Source data below:

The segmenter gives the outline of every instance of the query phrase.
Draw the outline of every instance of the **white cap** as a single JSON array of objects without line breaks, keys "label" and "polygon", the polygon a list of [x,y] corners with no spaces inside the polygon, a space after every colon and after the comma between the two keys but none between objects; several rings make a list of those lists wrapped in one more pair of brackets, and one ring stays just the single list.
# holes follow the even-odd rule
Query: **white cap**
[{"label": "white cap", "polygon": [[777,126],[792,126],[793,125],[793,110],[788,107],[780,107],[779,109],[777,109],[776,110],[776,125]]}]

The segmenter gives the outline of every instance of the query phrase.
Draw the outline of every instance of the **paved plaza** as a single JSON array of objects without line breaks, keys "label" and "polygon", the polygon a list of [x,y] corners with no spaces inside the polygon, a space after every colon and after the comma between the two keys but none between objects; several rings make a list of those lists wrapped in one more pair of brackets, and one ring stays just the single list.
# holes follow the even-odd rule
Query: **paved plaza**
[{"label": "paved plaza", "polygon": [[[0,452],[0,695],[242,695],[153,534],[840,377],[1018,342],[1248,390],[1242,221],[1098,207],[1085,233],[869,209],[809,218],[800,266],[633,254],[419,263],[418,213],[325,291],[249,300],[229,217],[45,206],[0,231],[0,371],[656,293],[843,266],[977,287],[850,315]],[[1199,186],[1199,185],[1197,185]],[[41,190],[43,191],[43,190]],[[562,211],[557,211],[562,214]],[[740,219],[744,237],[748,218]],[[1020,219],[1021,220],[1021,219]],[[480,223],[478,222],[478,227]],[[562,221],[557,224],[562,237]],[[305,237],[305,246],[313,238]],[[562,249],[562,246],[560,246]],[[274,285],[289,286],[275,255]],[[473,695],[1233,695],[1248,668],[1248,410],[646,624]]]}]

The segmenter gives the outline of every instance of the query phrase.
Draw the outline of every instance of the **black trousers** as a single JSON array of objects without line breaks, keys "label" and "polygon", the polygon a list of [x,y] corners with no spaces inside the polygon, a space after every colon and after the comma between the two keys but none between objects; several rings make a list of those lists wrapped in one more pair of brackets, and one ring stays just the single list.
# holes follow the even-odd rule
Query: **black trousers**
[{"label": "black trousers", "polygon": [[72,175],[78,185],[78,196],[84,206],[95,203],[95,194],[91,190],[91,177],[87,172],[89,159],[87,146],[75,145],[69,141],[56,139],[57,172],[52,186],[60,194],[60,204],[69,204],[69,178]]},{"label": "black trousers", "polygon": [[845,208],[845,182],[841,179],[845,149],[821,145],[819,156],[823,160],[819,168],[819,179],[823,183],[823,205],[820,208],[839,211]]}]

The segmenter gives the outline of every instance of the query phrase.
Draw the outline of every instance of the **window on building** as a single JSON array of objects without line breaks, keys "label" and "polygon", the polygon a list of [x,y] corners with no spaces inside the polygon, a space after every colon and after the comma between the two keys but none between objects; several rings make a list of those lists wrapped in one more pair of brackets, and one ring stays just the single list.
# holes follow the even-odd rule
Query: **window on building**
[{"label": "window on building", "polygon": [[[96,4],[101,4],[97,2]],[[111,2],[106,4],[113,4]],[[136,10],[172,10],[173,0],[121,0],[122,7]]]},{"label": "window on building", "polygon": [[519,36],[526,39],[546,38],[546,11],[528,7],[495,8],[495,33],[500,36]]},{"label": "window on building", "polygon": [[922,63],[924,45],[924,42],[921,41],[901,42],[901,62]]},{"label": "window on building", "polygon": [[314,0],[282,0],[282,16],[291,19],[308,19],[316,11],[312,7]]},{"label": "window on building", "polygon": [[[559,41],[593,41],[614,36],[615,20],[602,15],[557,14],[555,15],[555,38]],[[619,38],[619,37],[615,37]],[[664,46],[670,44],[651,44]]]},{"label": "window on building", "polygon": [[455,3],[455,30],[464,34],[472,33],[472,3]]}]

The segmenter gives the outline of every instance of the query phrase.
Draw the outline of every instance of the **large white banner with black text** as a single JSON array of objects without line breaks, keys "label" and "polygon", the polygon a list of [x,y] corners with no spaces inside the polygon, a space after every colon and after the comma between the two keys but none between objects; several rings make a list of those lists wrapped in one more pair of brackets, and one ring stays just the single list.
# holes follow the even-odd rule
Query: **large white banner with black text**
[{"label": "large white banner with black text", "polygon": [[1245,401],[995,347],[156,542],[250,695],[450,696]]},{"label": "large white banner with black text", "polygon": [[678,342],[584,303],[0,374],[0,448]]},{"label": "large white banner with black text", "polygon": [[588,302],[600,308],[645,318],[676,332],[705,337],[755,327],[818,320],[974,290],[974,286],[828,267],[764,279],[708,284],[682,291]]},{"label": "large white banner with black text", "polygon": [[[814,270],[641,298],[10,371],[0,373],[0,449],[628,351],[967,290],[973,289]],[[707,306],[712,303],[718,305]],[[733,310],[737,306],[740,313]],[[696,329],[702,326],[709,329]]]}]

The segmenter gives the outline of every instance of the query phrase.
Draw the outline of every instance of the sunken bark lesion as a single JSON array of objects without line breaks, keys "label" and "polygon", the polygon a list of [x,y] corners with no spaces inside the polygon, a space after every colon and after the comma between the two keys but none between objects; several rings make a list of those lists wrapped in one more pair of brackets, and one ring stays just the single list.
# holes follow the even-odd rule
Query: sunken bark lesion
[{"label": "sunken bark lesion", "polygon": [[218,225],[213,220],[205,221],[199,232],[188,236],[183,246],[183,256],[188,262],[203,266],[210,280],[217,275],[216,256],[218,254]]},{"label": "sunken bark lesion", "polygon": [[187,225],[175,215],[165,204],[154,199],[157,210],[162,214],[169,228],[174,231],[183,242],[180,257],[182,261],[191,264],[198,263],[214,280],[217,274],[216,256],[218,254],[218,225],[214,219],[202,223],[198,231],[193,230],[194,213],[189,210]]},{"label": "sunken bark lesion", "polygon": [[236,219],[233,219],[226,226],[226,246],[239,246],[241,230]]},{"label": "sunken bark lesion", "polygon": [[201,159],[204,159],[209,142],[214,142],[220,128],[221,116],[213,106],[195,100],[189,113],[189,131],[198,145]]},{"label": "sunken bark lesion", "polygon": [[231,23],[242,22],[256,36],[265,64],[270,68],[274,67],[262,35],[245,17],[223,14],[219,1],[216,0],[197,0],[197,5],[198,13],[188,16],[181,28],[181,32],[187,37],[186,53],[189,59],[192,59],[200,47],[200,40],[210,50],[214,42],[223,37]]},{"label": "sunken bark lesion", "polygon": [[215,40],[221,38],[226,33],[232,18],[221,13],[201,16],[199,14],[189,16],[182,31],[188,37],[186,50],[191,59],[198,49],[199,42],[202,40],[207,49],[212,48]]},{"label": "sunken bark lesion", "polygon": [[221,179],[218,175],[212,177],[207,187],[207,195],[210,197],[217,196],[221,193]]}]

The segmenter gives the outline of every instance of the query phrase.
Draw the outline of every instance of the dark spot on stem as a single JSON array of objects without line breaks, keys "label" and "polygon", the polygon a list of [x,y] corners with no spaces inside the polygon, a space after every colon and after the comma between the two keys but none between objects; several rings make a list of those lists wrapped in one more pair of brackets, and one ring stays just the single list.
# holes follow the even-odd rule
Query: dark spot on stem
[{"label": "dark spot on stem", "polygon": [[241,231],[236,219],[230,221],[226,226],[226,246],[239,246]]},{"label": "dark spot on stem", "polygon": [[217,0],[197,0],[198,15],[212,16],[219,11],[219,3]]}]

End of Source data.

= Work to complete =
Repeat the records above exactly.

= Written answer =
The segmenter gives the outline of every instance of the query phrase.
Draw the outline of every instance of the **white cap** as a single JSON array of objects without line breaks, keys "label" and "polygon", the polygon a list of [x,y] corners with no spaces inside the polygon, a space after every colon and after the comma between the two keys but none between objects; several rings make a list of those lists wrapped in one more pair of brackets, and one ring stays just the single list.
# holes follow the even-odd rule
Query: **white cap**
[{"label": "white cap", "polygon": [[777,126],[792,126],[793,125],[793,110],[788,107],[780,107],[779,109],[777,109],[776,110],[776,125]]}]

The segmenter gives the outline of every instance of the query phrase.
Draw the outline of every instance of the **paved plaza** as a single JSON array of objects without line breaks, keys "label" and "polygon", the polygon a list of [x,y] corners with no spaces inside the polygon, a space after every colon and after the comma between the two keys but none between objects; several rings make a list of those lists wrapped in one more pair of brackets, and one ring stays just the single list.
# holes follow the even-odd rule
Query: **paved plaza**
[{"label": "paved plaza", "polygon": [[[0,452],[0,695],[242,695],[153,534],[840,377],[1018,342],[1248,390],[1242,221],[1098,207],[1085,233],[869,209],[809,218],[800,266],[633,254],[419,263],[418,213],[325,291],[249,300],[229,217],[45,206],[0,231],[0,371],[656,293],[843,266],[977,287],[850,315]],[[1199,186],[1199,185],[1197,185]],[[41,190],[43,191],[43,190]],[[562,211],[557,211],[562,214]],[[740,219],[744,237],[748,218]],[[1020,219],[1021,220],[1021,219]],[[480,223],[478,222],[478,227]],[[562,221],[557,224],[562,237]],[[305,237],[305,246],[313,238]],[[562,249],[562,246],[560,246]],[[274,285],[289,286],[275,255]],[[473,695],[1233,695],[1248,668],[1248,410],[646,624]]]}]

The segmenter gives the outline of every instance of the query phrase.
Draw the outline of every instance of the **black trousers** as a single JSON array of objects without line breaks, keys "label" and "polygon", the polygon a list of [x,y] corners with no spaces inside the polygon, a space after every colon and after the comma between the two keys but none between objects; several rings make a list of those lists wrapped in one more pair of brackets, and one ring stays just the single list.
# holes follow the even-odd rule
Query: **black trousers**
[{"label": "black trousers", "polygon": [[72,175],[78,185],[78,196],[84,206],[95,203],[95,194],[91,190],[91,177],[87,172],[89,159],[87,146],[75,145],[69,141],[56,139],[57,172],[52,186],[60,194],[60,204],[69,204],[69,178]]},{"label": "black trousers", "polygon": [[845,208],[845,182],[841,179],[845,149],[821,145],[819,156],[823,160],[819,168],[819,179],[823,183],[823,205],[820,208],[839,211]]}]

The segmenter gives the outline of every instance of the query phrase.
Draw the outline of every instance of the **window on building** as a single JSON array of objects without line breaks, keys "label" and "polygon", the polygon a list of [x,y] corners with no spaces inside the polygon, a space after every colon and after the comma between the two keys but none between objects; several rings make a list of those lists wrapped in one more pair of brackets, and one ring stays just the single list.
# holes follow the even-odd rule
Query: **window on building**
[{"label": "window on building", "polygon": [[[96,4],[101,4],[97,2]],[[111,2],[106,4],[113,4]],[[136,10],[172,10],[173,0],[121,0],[122,7]]]},{"label": "window on building", "polygon": [[519,36],[526,39],[546,38],[546,11],[528,7],[495,8],[495,33],[500,36]]},{"label": "window on building", "polygon": [[922,63],[924,45],[924,42],[921,41],[901,42],[901,62]]},{"label": "window on building", "polygon": [[314,0],[282,0],[282,16],[291,19],[308,19],[316,11],[312,7]]},{"label": "window on building", "polygon": [[[559,41],[593,41],[614,36],[615,20],[602,15],[557,14],[555,15],[555,38]],[[619,38],[619,37],[615,37]],[[664,46],[670,44],[651,44]]]},{"label": "window on building", "polygon": [[455,3],[455,30],[464,34],[472,33],[472,3]]}]

The segmenter gives the outline of every instance of the query phrase.
Draw the outline of every instance of the **large white banner with black text** as a single JSON array of objects without line breaks, keys "label" and "polygon", the polygon a list of [x,y] corners with no spaces inside the polygon, a space after every colon and after the comma between the two keys but none between objects; several rings make a list of those lists wrapped in one more pair of brackets, and one ring stays just the single list.
# holes follow the even-odd rule
Query: **large white banner with black text**
[{"label": "large white banner with black text", "polygon": [[1245,401],[995,347],[156,542],[250,695],[450,696]]},{"label": "large white banner with black text", "polygon": [[678,342],[584,303],[0,374],[0,448]]},{"label": "large white banner with black text", "polygon": [[588,302],[600,308],[645,318],[676,332],[705,337],[755,327],[818,320],[974,290],[974,286],[828,267],[764,279],[708,284],[682,291]]},{"label": "large white banner with black text", "polygon": [[[814,270],[641,298],[10,371],[0,373],[0,449],[628,351],[967,290],[973,289]],[[707,306],[712,303],[718,305]],[[733,310],[737,306],[740,313]],[[696,329],[702,326],[709,329]]]}]

The segmenter gives the outline of every instance of the query phrase.
Draw the outline of every instance of the sunken bark lesion as a single JSON array of objects without line breaks, keys "label" and "polygon", the polygon a list of [x,y] corners with no spaces inside the polygon, a space after every colon and after the comma between the two keys but none between objects; several rings make a list of those lists wrapped in one more pair of brackets, and one ring stays just the single list.
# holes follow the even-odd rule
Query: sunken bark lesion
[{"label": "sunken bark lesion", "polygon": [[218,225],[213,220],[205,221],[199,232],[188,236],[183,246],[183,256],[188,262],[203,266],[210,280],[217,275],[216,256],[218,254]]},{"label": "sunken bark lesion", "polygon": [[187,225],[175,215],[165,204],[154,199],[157,210],[162,214],[169,228],[174,231],[183,242],[180,257],[182,261],[191,264],[198,263],[214,280],[217,274],[216,256],[218,254],[218,225],[214,219],[202,223],[198,231],[193,230],[194,213],[189,210]]},{"label": "sunken bark lesion", "polygon": [[236,219],[233,219],[226,226],[226,246],[239,246],[241,230]]},{"label": "sunken bark lesion", "polygon": [[201,159],[204,159],[209,142],[214,142],[220,128],[221,116],[213,106],[195,100],[189,113],[189,131],[198,145]]},{"label": "sunken bark lesion", "polygon": [[231,23],[242,22],[256,36],[265,64],[270,68],[274,67],[262,35],[245,17],[223,14],[219,1],[216,0],[197,0],[197,5],[198,13],[188,16],[181,28],[181,32],[187,37],[186,53],[189,59],[192,59],[200,47],[200,40],[210,50],[214,42],[223,37]]},{"label": "sunken bark lesion", "polygon": [[215,40],[221,38],[226,33],[232,18],[221,13],[201,16],[199,14],[189,16],[182,31],[188,37],[186,50],[191,59],[198,49],[199,42],[202,40],[207,49],[212,48]]},{"label": "sunken bark lesion", "polygon": [[221,179],[218,175],[212,177],[207,187],[207,195],[210,197],[217,196],[221,193]]}]

The segmenter gives the outline of every instance of the query phrase.
Draw the outline of every instance of the dark spot on stem as a single JSON array of objects without line breaks, keys "label" and "polygon", the polygon a list of [x,y] corners with no spaces inside the polygon, a space after every colon and after the comma between the two keys but none between objects; several rings make a list of those lists wrapped in one more pair of brackets, and one ring stays just the single list.
# holes follow the even-odd rule
Query: dark spot on stem
[{"label": "dark spot on stem", "polygon": [[241,231],[236,219],[230,221],[226,226],[226,246],[239,246]]},{"label": "dark spot on stem", "polygon": [[217,0],[197,0],[198,15],[212,16],[219,11],[219,3]]}]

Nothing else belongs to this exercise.